TASK TO COMPLETE
From the records below, copy every line that contains the string "rough", treating uppercase and lowercase as different.

THE INPUT
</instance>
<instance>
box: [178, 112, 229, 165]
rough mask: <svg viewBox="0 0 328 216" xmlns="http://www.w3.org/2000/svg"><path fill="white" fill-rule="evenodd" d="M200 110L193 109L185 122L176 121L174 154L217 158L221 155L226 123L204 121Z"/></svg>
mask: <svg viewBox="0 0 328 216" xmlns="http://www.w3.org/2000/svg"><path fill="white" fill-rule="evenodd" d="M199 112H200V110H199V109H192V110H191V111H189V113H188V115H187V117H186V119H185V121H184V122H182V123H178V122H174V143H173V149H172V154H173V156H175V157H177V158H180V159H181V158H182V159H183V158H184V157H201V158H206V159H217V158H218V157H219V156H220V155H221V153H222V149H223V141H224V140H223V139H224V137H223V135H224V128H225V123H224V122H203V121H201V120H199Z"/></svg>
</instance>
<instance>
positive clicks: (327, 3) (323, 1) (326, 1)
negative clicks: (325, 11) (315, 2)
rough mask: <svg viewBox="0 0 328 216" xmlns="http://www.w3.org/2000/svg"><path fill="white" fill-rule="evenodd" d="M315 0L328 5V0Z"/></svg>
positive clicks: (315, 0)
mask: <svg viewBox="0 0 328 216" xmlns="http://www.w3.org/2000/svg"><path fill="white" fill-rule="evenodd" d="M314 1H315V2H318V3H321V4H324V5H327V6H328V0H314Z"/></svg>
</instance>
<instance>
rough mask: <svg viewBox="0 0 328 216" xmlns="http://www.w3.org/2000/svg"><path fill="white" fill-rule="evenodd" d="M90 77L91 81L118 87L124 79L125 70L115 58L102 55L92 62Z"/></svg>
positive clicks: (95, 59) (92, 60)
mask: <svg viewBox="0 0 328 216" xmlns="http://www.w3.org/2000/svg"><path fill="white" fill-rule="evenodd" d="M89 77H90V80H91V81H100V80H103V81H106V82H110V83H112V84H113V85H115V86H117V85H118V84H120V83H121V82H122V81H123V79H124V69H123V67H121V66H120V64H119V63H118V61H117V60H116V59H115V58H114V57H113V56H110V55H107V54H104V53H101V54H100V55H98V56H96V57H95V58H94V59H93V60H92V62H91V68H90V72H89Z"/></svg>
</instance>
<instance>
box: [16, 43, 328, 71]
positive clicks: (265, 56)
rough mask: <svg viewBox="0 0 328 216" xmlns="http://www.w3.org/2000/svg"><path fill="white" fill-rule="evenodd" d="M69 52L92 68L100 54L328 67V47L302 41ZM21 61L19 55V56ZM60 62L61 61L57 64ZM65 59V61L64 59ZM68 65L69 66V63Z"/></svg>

ANSWER BELOW
rough mask: <svg viewBox="0 0 328 216" xmlns="http://www.w3.org/2000/svg"><path fill="white" fill-rule="evenodd" d="M200 110L193 109L185 122L176 121L174 154L217 158L221 155L226 123L204 121Z"/></svg>
rough mask: <svg viewBox="0 0 328 216" xmlns="http://www.w3.org/2000/svg"><path fill="white" fill-rule="evenodd" d="M315 0L328 5V0Z"/></svg>
rough mask: <svg viewBox="0 0 328 216" xmlns="http://www.w3.org/2000/svg"><path fill="white" fill-rule="evenodd" d="M90 77L91 81L118 87L124 79L125 70L115 58L102 55L92 62Z"/></svg>
rough mask: <svg viewBox="0 0 328 216" xmlns="http://www.w3.org/2000/svg"><path fill="white" fill-rule="evenodd" d="M69 52L92 68L100 54L328 67V47L302 41ZM21 61L19 55V56ZM60 62L61 61L57 64ZM65 59V61L64 59ZM68 65L69 66V63Z"/></svg>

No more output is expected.